_Objective 1_. In the btrfs mailing-list post below, what kind of array is the btrfs file system installed on top of?

━━ Document segment ━━

* backpointer mismatch
@ 2014-01-10 3:59 Peter van Hoof
2014-01-10 14:26 ` Duncan
0 siblings, 1 reply; 4+ messages in thread
From: Peter van Hoof @ 2014-01-10 3:59 UTC (permalink / raw)
To: linux-btrfs
Hi,
I am using btrfs for my backup RAID. This had been running well for
about a year. Recently I decided the upgrade the backup server to
openSUSE 13.1. I checked all filesystems before the upgrade and
everything was clean. I had several attempts at upgrading the system,
but all failed (the installation of some rpm would hang indefinitely).
So I aborted the installation and reverted the system back to openSUSE
12.3 (with a custom-installed 3.9.7 kernel). Unfortunately, after this
the backup RAID reported lots of errors.
When I run btrfsck on the filesystem, I get around 1.3M of these messages:
Extent back ref already exists for 1116254208 parent 11145490432 root 0
and around 1.2M of these:
ref mismatch on [90670907392 4096] extent item 11, found 12
Incorrect global backref count on 90670907392 found 11 wanted 12
backpointer mismatch on [90670907392 4096]
Filtering these out, this is the remaining output:
checking extents
Errors found in extent allocation tree or chunk allocation
checking free space cache
checking fs roots
checking csums
checking root refs
Checking filesystem on /dev/md2
UUID: 0b6a9d0d-e501-4a23-9d09-259b1f5b5652
found 2213988384746 bytes used err is 0
total csum bytes: 3185850148
total tree bytes: 42770862080
total fs tree bytes: 36787625984
total extent tree bytes: 1643925504
btree space waste bytes: 12475940633
file data blocks allocated: 5269432860672
referenced 5254870626304
Btrfs v3.12+20131125
(this version of btrfsck comes from openSUSE factory).
I also ran btrfs scrub on the file system. This uncovered 4 checksum
errors which I could repair manually. I do not know if that is related
to the problem above. At least it didn't solve it...
The btrfs file system is installed on top of an mdadm RAID5.
How worried should I be about the reported errors? What confuses me is
that in the end btrfsck reports an error count of 0.
Should I try to repair this? I have had bad experiences in the past with
"btrfsck --repair", but that was with a much older version...
I can of course recreate the backups, but this would take a long time
and I would loose my entire snapshot history which I would rather avoid...
Cheers,
Peter.
--
Peter van Hoof
Royal Observatory of Belgium
Ringlaan 3
1180 Brussel
Belgium
http://homepage.oma.be/pvh
^ permalink raw reply [flat|nested] 4+ messages in thread
* Re: backpointer mismatch
2014-01-10 3:59 backpointer mismatch Peter van Hoof
@ 2014-01-10 14:26 ` Duncan
2014-01-10 15:16 ` Roman Mamedov
0 siblings, 1 reply; 4+ messages in thread
From: Duncan @ 2014-01-10 14:26 UTC (permalink / raw)

━━━
━━ Given data ━━

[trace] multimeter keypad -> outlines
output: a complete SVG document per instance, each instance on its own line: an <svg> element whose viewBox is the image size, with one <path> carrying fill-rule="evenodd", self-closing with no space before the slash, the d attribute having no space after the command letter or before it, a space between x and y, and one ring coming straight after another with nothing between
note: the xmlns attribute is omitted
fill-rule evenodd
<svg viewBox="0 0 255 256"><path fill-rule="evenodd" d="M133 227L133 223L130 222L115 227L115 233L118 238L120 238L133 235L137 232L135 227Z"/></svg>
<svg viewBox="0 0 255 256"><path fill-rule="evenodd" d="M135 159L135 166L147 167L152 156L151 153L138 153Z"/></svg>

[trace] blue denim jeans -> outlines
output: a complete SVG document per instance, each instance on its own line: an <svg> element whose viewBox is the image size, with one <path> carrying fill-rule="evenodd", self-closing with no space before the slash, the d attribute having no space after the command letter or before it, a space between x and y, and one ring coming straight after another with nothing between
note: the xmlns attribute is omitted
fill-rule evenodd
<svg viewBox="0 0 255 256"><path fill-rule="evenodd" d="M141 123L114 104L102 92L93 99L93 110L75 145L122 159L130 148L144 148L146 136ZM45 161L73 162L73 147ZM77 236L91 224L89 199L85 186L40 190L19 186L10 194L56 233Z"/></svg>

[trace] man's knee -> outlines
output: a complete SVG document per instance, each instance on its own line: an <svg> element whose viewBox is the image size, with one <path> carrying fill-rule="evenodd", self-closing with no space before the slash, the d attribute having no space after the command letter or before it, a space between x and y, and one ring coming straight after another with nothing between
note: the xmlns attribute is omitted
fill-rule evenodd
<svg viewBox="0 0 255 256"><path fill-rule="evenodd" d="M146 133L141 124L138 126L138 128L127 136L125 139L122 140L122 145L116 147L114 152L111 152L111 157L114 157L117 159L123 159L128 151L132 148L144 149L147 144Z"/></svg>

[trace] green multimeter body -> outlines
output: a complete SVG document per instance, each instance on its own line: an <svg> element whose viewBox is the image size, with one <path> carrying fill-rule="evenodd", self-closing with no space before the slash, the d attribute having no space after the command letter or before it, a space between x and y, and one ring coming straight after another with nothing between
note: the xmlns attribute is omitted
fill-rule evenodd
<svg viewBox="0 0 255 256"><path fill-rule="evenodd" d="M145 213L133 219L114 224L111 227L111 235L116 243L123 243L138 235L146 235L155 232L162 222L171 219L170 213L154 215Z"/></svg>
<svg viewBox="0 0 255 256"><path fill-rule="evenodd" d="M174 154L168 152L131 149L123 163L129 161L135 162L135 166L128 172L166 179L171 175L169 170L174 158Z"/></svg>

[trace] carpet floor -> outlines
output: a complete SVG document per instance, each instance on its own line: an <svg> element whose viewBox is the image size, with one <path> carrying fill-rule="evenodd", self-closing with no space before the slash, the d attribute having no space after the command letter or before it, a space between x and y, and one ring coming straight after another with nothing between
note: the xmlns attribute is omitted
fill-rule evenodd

━━━

_Objective 2_. Copy verbatim the lines of the records starting at the line that contains "[trace] green multimeter body -> outlines" and ending at the line that contains "154L168 152L131 149L123".

_Exercise answer 1_. An mdadm RAID5.

_Exercise answer 2_.
[trace] green multimeter body -> outlines
output: a complete SVG document per instance, each instance on its own line: an <svg> element whose viewBox is the image size, with one <path> carrying fill-rule="evenodd", self-closing with no space before the slash, the d attribute having no space after the command letter or before it, a space between x and y, and one ring coming straight after another with nothing between
note: the xmlns attribute is omitted
fill-rule evenodd
<svg viewBox="0 0 255 256"><path fill-rule="evenodd" d="M145 213L133 219L114 224L111 227L111 235L116 243L123 243L138 235L146 235L155 232L162 222L171 219L170 213L154 215Z"/></svg>
<svg viewBox="0 0 255 256"><path fill-rule="evenodd" d="M174 154L168 152L131 149L123 163L129 161L135 162L135 166L128 172L166 179L171 175L169 170L174 158Z"/></svg>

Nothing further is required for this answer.